Recorded data:
_ _ _ _ _ _ _

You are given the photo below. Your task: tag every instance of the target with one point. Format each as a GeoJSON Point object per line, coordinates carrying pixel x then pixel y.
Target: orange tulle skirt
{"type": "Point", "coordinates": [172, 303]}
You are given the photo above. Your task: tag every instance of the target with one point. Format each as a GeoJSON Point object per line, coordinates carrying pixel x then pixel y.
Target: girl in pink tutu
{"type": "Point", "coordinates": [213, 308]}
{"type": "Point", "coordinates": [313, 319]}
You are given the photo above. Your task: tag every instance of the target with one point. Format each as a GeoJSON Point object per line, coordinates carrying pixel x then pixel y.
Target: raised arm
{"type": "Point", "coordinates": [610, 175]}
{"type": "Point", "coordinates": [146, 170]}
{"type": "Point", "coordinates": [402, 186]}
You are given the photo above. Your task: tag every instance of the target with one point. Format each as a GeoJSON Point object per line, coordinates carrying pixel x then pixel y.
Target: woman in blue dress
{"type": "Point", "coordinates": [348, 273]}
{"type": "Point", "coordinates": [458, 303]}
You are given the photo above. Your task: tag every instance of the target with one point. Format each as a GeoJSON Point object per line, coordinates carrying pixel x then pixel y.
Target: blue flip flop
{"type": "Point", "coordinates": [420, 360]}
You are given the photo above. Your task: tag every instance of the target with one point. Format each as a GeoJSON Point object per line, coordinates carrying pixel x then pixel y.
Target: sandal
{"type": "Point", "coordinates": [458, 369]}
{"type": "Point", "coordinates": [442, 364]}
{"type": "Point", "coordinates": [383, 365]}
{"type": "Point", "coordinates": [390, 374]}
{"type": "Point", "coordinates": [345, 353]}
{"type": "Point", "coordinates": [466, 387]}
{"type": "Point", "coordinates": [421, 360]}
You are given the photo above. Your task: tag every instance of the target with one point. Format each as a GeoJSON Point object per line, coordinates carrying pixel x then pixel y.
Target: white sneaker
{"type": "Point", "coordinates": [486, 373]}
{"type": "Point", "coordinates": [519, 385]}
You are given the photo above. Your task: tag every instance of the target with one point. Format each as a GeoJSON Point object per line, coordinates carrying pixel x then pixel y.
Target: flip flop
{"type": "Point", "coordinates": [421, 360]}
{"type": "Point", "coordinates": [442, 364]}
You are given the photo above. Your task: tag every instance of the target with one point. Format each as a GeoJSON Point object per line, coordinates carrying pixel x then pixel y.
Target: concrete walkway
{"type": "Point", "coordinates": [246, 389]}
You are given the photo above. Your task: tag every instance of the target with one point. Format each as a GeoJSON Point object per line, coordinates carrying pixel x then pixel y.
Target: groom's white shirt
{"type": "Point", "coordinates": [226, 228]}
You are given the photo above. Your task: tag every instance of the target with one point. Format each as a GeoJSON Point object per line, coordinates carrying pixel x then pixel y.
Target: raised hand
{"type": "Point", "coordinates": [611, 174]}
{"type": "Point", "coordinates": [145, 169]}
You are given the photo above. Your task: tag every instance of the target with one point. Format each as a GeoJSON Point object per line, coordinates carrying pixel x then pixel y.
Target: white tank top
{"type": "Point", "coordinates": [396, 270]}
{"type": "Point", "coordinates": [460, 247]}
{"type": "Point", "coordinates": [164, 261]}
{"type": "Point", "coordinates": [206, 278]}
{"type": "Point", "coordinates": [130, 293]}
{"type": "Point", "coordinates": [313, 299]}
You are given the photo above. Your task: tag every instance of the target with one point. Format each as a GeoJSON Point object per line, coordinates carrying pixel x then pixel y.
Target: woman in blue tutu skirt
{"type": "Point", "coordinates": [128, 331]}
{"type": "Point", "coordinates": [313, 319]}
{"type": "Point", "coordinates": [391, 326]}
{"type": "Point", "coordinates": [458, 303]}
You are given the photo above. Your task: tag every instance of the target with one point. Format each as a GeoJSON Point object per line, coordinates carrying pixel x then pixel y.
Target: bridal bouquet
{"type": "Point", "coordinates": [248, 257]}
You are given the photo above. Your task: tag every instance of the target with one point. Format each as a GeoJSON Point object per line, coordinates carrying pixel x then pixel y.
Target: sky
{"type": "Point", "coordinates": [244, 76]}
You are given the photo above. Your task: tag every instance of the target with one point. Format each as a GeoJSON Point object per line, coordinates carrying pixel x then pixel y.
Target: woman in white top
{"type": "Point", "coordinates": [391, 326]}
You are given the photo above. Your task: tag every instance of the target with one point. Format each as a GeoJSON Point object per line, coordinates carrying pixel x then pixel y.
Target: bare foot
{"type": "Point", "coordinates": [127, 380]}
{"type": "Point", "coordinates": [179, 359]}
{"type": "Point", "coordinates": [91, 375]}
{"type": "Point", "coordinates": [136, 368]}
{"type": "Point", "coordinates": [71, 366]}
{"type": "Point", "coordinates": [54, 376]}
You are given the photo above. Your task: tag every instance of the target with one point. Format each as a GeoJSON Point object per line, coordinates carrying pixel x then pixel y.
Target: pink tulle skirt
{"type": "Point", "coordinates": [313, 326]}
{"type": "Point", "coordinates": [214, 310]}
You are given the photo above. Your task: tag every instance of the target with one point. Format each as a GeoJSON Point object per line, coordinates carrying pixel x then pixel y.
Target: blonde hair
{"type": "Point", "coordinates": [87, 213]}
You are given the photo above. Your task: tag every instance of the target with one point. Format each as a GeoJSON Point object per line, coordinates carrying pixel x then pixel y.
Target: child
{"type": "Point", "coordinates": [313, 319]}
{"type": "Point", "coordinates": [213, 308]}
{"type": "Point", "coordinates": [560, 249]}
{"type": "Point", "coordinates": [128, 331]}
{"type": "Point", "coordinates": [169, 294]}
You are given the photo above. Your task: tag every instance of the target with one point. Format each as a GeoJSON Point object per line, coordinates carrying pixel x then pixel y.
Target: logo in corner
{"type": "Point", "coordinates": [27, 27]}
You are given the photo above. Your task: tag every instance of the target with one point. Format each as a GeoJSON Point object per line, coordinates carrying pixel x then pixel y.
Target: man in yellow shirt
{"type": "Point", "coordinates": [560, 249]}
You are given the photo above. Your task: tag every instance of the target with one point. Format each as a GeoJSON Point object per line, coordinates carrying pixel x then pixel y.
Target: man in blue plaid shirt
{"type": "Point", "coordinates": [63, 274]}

_ _ _ _ _ _ _

> Task description
Count the lines in the records above that contain the string "blue", with case taken into account. Give only the number.

> The solution
4